The whole set of entries is to be restated word for word.

====== GIVEN DATA

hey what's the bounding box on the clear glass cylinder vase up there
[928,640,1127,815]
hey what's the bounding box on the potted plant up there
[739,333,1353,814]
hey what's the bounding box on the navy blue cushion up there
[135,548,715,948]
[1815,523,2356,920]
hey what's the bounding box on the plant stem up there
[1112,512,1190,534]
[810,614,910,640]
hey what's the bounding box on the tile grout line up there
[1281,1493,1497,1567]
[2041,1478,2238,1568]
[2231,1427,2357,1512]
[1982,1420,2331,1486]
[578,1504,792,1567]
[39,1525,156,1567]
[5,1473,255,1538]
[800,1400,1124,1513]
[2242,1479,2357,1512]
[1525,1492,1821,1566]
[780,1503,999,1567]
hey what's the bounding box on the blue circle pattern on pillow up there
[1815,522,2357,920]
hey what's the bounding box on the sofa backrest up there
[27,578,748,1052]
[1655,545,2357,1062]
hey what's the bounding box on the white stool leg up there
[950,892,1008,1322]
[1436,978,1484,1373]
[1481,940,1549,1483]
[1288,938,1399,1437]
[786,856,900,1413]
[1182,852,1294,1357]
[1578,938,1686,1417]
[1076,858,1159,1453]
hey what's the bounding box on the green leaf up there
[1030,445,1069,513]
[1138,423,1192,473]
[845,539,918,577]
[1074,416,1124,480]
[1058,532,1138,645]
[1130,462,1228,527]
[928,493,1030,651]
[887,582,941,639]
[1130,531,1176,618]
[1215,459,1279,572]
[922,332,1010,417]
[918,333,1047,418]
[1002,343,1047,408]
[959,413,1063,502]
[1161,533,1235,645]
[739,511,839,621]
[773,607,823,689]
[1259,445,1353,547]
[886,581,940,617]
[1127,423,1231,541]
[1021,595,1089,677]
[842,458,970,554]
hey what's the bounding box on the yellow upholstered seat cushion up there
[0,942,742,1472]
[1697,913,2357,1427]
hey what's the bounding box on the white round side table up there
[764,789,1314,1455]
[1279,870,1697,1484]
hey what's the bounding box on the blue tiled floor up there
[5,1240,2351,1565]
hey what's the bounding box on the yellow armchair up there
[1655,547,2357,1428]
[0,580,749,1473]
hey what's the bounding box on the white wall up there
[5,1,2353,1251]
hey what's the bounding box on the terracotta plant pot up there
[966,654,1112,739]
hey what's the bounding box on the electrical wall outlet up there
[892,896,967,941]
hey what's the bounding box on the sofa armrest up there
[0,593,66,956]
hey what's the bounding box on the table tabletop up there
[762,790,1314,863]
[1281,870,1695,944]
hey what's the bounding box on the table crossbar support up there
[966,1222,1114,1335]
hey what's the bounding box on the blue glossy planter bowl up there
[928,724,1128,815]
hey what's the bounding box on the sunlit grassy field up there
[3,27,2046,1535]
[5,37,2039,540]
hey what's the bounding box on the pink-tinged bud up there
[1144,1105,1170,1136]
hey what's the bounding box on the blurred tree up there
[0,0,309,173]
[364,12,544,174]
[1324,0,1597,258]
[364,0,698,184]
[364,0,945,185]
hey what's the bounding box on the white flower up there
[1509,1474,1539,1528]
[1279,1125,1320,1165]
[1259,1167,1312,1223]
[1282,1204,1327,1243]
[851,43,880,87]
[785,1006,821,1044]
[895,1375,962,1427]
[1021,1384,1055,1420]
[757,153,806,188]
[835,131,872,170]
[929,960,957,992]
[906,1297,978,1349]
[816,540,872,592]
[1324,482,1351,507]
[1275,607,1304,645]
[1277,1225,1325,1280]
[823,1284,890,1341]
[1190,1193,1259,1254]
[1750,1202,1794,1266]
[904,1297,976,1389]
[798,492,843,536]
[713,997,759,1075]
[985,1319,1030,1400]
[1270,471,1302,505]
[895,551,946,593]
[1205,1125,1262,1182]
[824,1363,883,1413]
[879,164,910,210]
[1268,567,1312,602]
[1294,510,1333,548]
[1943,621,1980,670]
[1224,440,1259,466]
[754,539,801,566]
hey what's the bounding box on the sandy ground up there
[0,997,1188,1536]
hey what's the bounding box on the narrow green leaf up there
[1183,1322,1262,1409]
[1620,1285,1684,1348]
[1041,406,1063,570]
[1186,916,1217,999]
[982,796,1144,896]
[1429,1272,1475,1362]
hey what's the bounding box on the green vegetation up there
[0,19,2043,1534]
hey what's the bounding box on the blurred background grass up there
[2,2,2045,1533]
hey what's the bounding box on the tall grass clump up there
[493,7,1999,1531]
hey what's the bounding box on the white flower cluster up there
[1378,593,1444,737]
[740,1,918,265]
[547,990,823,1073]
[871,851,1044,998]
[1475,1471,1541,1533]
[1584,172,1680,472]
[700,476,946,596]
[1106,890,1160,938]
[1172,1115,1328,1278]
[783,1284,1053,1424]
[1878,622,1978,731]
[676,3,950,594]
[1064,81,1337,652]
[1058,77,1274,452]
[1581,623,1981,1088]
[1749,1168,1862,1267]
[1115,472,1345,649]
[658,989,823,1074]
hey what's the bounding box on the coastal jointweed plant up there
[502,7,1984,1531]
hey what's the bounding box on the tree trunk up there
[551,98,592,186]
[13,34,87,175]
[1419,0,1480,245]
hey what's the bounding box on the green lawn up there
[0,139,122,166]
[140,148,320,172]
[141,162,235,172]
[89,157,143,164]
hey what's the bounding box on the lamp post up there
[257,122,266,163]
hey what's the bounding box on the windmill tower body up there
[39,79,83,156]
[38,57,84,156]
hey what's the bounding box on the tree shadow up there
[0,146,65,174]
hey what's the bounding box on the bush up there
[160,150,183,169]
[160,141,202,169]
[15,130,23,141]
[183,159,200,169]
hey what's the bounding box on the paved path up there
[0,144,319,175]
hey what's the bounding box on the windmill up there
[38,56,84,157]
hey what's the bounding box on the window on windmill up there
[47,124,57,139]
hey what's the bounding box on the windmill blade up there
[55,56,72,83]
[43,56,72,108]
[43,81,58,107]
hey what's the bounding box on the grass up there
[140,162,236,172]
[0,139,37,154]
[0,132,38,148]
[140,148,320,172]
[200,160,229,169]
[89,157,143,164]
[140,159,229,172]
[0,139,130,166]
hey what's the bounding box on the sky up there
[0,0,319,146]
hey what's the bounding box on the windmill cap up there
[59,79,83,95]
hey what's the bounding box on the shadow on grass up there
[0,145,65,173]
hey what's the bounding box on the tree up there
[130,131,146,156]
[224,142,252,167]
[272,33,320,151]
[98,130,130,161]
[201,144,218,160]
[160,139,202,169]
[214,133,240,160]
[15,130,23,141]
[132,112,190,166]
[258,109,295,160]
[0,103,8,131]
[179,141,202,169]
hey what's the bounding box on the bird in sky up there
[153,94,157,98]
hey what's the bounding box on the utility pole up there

============

SOLUTION:
hey what's the bounding box on the clear glass cylinder vase up there
[928,640,1127,815]
hey what's the bounding box on the potted plant up there
[739,333,1353,814]
hey what's the bounding box on the navy blue cushion up there
[135,548,715,948]
[1815,523,2356,920]
hey what's the bounding box on the plant stem up there
[1112,512,1190,534]
[810,614,910,640]
hey what's the bounding box on the tile grout line up there
[1281,1493,1497,1567]
[2041,1478,2238,1568]
[2231,1427,2357,1512]
[1982,1420,2331,1486]
[578,1504,792,1567]
[39,1525,156,1567]
[5,1473,255,1538]
[800,1400,1124,1513]
[2242,1479,2357,1512]
[1525,1492,1821,1566]
[780,1503,999,1567]
hey what's the bounding box on the blue circle pattern on pillow up there
[1815,522,2357,920]
hey what's the bounding box on the sofa backrest up there
[27,578,748,1052]
[1655,545,2357,1062]
hey what's the bounding box on the white stool leg up there
[950,892,1008,1322]
[1436,978,1484,1373]
[1481,940,1549,1483]
[1288,938,1399,1437]
[786,856,900,1413]
[1182,852,1294,1357]
[1578,938,1686,1417]
[1076,858,1159,1453]
hey what's the bounding box on the green leaf up there
[1030,445,1069,513]
[1138,423,1192,473]
[845,539,918,577]
[1074,416,1124,480]
[1058,532,1138,645]
[1130,462,1228,527]
[928,493,1030,651]
[887,582,941,639]
[1130,531,1176,618]
[1215,459,1279,572]
[922,332,1010,417]
[918,333,1047,418]
[1002,343,1047,408]
[959,413,1063,502]
[1161,533,1235,645]
[739,511,839,621]
[773,607,823,689]
[1259,445,1353,547]
[886,581,940,617]
[1127,423,1231,541]
[1021,595,1089,677]
[842,458,970,554]
hey what's the bounding box on the yellow upholstered seat cushion up there
[0,942,742,1472]
[1697,913,2357,1427]
hey what's the bounding box on the white round side table up there
[764,789,1314,1455]
[1279,870,1697,1484]
hey what's the bounding box on the blue tiled floor up there
[5,1240,2351,1565]
hey what's the bounding box on the yellow armchair up there
[1655,547,2357,1428]
[0,580,749,1473]
hey what's the bounding box on the white wall up there
[5,1,2353,1251]
hey what's the bounding box on the terracotta plant pot up there
[966,654,1112,739]
hey what's the bounding box on the electrical wall outlet up there
[892,896,967,941]
hey what's the bounding box on the sofa armrest up there
[0,593,66,956]
hey what's the bounding box on the table tabletop up there
[762,790,1314,863]
[1281,870,1695,944]
hey what's the bounding box on the table crossbar support up there
[966,1222,1114,1335]
hey what's the bounding box on the blue glossy planter bowl up there
[928,724,1128,815]
hey what's the bounding box on the sunlit grassy field up there
[3,27,2046,1535]
[5,37,2039,540]
hey what's the bounding box on the pink-tinged bud up there
[1144,1105,1170,1136]
hey what's the bounding box on the blurred tree up there
[0,0,309,173]
[364,12,544,174]
[1324,0,1597,258]
[364,0,698,184]
[364,0,945,185]
hey what's the bounding box on the white flower up there
[1509,1474,1539,1528]
[1279,1125,1320,1165]
[1259,1167,1312,1223]
[1282,1204,1327,1243]
[851,43,880,87]
[785,1006,821,1044]
[895,1375,962,1427]
[1021,1384,1055,1420]
[757,153,806,188]
[835,131,872,170]
[929,960,957,992]
[906,1297,978,1349]
[816,540,872,592]
[1324,482,1351,507]
[1275,607,1304,645]
[1277,1225,1325,1280]
[823,1284,890,1341]
[1190,1193,1259,1254]
[1750,1202,1794,1266]
[904,1297,976,1389]
[798,492,843,536]
[713,997,759,1075]
[985,1319,1030,1400]
[1270,471,1302,505]
[895,551,946,593]
[1205,1125,1262,1182]
[824,1363,883,1413]
[879,164,910,210]
[1268,567,1312,602]
[1294,510,1333,548]
[1943,621,1980,670]
[1224,440,1259,466]
[754,539,801,566]
hey what's the bounding box on the sandy ground up there
[0,997,1188,1536]
hey what's the bounding box on the narrow green leaf up there
[1183,1322,1262,1409]
[1620,1285,1684,1348]
[1041,406,1063,570]
[1186,916,1217,999]
[982,796,1144,896]
[1429,1272,1475,1362]
hey what's the bounding box on the green vegetation up there
[0,19,2043,1534]
hey what's the bounding box on the blurred background grass up there
[2,2,2045,1533]
hey what's the bounding box on the tall grass clump up there
[493,7,1999,1531]
hey what's the bounding box on the white flower cluster up there
[1378,593,1444,737]
[740,1,918,265]
[547,990,823,1073]
[871,851,1044,998]
[1475,1471,1541,1533]
[1584,172,1680,472]
[700,476,946,596]
[1106,890,1160,938]
[1172,1115,1328,1278]
[783,1284,1053,1424]
[1878,622,1978,731]
[676,3,950,594]
[1064,81,1337,652]
[1058,77,1274,452]
[1581,623,1981,1088]
[1749,1168,1862,1267]
[1115,472,1345,649]
[658,989,823,1074]
hey what's the bounding box on the coastal jointweed plant up there
[502,7,1984,1531]
hey what's the bounding box on the tree trunk up there
[551,98,592,186]
[13,34,87,175]
[1419,0,1480,245]
hey what's the bounding box on the green lawn up there
[0,139,122,166]
[140,148,320,172]
[141,162,235,172]
[89,157,143,164]
hey what's the bounding box on the lamp post up there
[257,122,266,163]
hey what's the bounding box on the windmill tower body up there
[39,79,83,156]
[38,57,84,156]
hey what's the bounding box on the tree shadow up there
[0,146,65,174]
hey what's the bounding box on the bush up there
[160,150,183,169]
[160,141,202,169]
[15,130,23,141]
[183,159,200,169]
hey what's the bounding box on the paved path up there
[0,144,319,175]
hey what's the bounding box on the windmill up there
[38,56,84,157]
hey what's the bounding box on the window on windmill up there
[47,124,57,139]
hey what's the bounding box on the windmill blade up there
[55,56,72,83]
[43,56,72,108]
[43,81,58,107]
hey what's the bounding box on the grass up there
[140,162,236,172]
[0,139,37,154]
[0,132,38,148]
[140,148,320,172]
[200,160,229,169]
[89,157,143,164]
[140,159,229,172]
[0,139,130,166]
hey what's the bounding box on the sky up there
[0,0,319,146]
hey what's the bounding box on the windmill cap up there
[59,79,83,95]
hey what's the bounding box on the shadow on grass up there
[0,145,65,173]
hey what's the bounding box on the tree up there
[130,131,146,156]
[224,142,252,167]
[272,33,320,151]
[98,130,130,161]
[201,144,218,160]
[160,139,202,169]
[214,133,240,160]
[15,130,23,141]
[132,112,190,166]
[258,109,295,160]
[0,103,8,131]
[179,141,202,169]
hey what's the bounding box on the bird in sky up there
[153,94,157,98]
hey what's the bounding box on the utility pole up there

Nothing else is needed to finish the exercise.